• _YOUR OBJECTIVE_
An unchanged copy of all the lines below is expected, and it should contain no pictures.

• _SUPPLIED RECORDS_

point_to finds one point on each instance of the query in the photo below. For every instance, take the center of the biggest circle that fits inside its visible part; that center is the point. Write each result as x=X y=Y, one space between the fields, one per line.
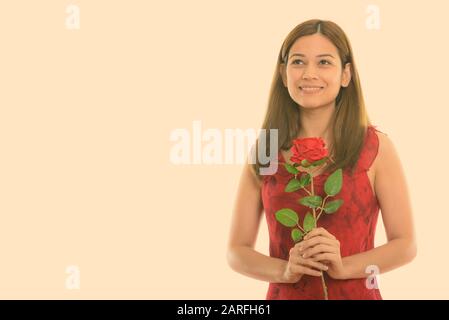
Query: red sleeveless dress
x=354 y=225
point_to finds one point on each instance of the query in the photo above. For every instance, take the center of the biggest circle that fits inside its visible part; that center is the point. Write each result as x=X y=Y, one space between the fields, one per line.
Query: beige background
x=86 y=116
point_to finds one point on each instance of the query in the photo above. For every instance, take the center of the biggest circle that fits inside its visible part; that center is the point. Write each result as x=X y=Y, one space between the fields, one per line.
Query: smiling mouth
x=311 y=89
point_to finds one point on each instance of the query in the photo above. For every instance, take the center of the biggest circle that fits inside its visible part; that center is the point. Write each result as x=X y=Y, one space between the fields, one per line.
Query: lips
x=310 y=89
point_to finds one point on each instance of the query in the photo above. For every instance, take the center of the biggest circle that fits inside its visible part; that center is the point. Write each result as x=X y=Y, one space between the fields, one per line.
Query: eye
x=293 y=62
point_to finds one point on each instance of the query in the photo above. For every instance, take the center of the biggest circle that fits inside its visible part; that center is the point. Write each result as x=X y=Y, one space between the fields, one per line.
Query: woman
x=316 y=93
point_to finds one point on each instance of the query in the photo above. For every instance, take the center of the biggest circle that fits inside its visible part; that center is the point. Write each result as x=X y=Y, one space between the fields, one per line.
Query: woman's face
x=313 y=74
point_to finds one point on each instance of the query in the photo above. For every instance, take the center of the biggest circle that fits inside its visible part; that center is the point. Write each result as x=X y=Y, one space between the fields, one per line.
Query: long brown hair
x=350 y=119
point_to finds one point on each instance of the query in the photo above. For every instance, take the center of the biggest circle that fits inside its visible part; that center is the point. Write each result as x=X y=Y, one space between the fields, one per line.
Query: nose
x=309 y=72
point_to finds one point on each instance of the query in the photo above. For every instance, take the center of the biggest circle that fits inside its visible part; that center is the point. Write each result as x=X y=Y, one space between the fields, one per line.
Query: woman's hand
x=322 y=246
x=297 y=266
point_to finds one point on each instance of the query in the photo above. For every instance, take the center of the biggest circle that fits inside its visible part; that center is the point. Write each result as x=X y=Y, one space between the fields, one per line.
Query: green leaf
x=292 y=185
x=287 y=217
x=297 y=235
x=309 y=222
x=333 y=183
x=318 y=162
x=311 y=201
x=304 y=180
x=333 y=206
x=291 y=168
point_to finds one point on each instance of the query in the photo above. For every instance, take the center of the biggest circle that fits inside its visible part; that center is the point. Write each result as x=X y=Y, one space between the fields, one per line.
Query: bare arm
x=392 y=193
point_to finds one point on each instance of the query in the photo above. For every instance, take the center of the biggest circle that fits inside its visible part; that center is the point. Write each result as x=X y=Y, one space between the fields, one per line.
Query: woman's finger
x=310 y=263
x=316 y=241
x=321 y=248
x=305 y=270
x=322 y=257
x=319 y=232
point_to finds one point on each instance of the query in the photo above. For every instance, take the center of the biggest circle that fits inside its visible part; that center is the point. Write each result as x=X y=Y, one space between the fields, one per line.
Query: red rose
x=311 y=149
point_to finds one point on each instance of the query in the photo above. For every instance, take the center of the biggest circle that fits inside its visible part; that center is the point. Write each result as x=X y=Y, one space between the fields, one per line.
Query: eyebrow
x=320 y=55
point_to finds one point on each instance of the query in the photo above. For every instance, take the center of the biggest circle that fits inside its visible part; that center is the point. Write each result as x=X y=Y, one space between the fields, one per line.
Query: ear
x=346 y=75
x=282 y=71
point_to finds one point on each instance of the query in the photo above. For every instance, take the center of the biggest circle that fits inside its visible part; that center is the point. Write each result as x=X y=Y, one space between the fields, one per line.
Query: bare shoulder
x=387 y=155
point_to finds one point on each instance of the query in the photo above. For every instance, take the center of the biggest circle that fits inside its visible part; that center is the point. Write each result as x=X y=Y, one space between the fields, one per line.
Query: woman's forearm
x=249 y=262
x=384 y=258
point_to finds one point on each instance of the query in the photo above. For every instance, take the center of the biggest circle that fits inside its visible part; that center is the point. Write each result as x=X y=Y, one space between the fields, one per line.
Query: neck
x=316 y=122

• _ANSWER TO THIS EXERCISE_
point_to finds one point on each instance of the query in the photo below. For every instance, take the center of the biggest circle that fits inside its visible part; that center is the point. Write each result as x=X y=Y, one space between the fields, one per line.
Query: red sleeveless dress
x=354 y=225
point_to finds one point on each instance of the query in the photo above. For every instance, take the center of the biggest circle that fits inside its visible part; that center is the point. Write each result as x=X y=Y, one space between the fields, one per line.
Query: beige background
x=86 y=116
point_to finds one point on each instance of the query in the photo above. For every instance, take the center of the biggest circle that fits inside its visible part; that center is the point. Write each result as x=X y=Y, one space between the fields, one per line.
Query: smiling mouth
x=311 y=89
point_to finds one point on each instance of the query in the photo above. For every instance, take the center of the biggest circle that fits inside its visible part; that center is the point. Write each result as x=X y=Y, one space between the fields, one per line.
Query: lips
x=310 y=89
point_to finds one point on each instance of the query in the photo above. For every instance, take the center of the biggest circle that fits inside its visible part; that center is the point. Write each result as x=X y=Y, one space between the fields, one per line.
Query: eye
x=293 y=62
point_to finds one point on each instance of the query in the photo above. For every instance, take the center of the biggest circle that fits inside its visible part; that center is the point. Write each result as x=X y=Y, one space between the fields, one per line.
Query: woman
x=316 y=93
point_to finds one point on each instance of the query in the photo above. For every instance, take the center of the biggest circle that fits inside its visible part; that center is the point. Write each result as x=X y=Y, one space between the fields, one per line.
Query: woman's face
x=313 y=74
point_to finds one point on each instance of the query in the photo above. For every instance, take the center of the biggest circle that fits inside its visible part; that center is the point. Write each result as x=X y=Y, one space between the fields, one per line.
Query: long brown hair
x=350 y=119
point_to finds one point on each instance of the query in the photo above. For every instance, take the center of the biggest circle that fits inside its visible part; that center is the point. Write each result as x=X y=Y, one space between the fields, one per line.
Query: nose
x=309 y=72
point_to finds one point on each instance of the query in the photo above. For every instance, take the center of the biggest circle that fits inside its visible part; that center is the point. Write each result as x=X y=Y, one space between the fields, one per line.
Query: woman's hand
x=322 y=246
x=297 y=266
point_to finds one point on each instance of the query in the photo above. For every instance, take the center of the biggest circle that fits inside its visible part; that center is the point. Write each result as x=X y=Y, one space between the fields, one per line.
Query: green leaf
x=292 y=185
x=287 y=217
x=297 y=235
x=309 y=222
x=333 y=183
x=318 y=162
x=311 y=201
x=304 y=180
x=333 y=206
x=291 y=168
point_to finds one point on each instance of the query in the photo above. For every instance, take the center of the biggest circle that fits inside its visible part; that center is the point. Write each result as x=X y=Y, one space between the fields, one per line.
Query: bare arm
x=392 y=193
point_to finds one point on each instance of the query in the photo above. For every instance, take the center of the biggest circle that fits inside its visible part; that center is the point. Write each result as x=X y=Y, one space between the fields, one per line.
Query: woman's finger
x=310 y=263
x=316 y=241
x=321 y=248
x=305 y=270
x=322 y=257
x=319 y=232
point_to finds one point on each instance of the query in the photo above. For every instance, take the center of the biggest circle that fits inside its visible part; that center is the point. Write each result as x=X y=Y, one space between the fields, one per line.
Query: red rose
x=311 y=149
point_to finds one point on each instance of the query in the photo above. For every instance, take the center of the biggest circle that fits inside its visible part; that center is the point. Write each result as x=X y=Y, one space between the fields, one per line.
Query: eyebrow
x=320 y=55
point_to finds one point on each instance of the query in the photo above. For every instance, take the center of the biggest circle that fits inside its visible part; that center is the point. Write each result as x=X y=Y, one space between the fields, one per line.
Query: ear
x=346 y=75
x=282 y=71
point_to finds one point on each instance of the query in the photo above. For every instance, take the center of the biggest circle that fits inside its visible part; that center is the point. Write each result as x=X y=Y, one space between the fields, one per line.
Query: bare shoulder
x=387 y=155
point_to finds one point on each instance of the query in the photo above. For every instance, take the center of the biggest circle that fits inside its visible part; that center is the point. Write each result as x=X y=Y, one space between the fields, one per line.
Query: woman's forearm
x=249 y=262
x=384 y=258
point_to finds one point on each instance of the query in the photo above. For every instance, take the center of the biggest circle that fits inside its visible part; that center is the point. Write each result as x=X y=Y, one space between the fields, one per line.
Query: neck
x=316 y=122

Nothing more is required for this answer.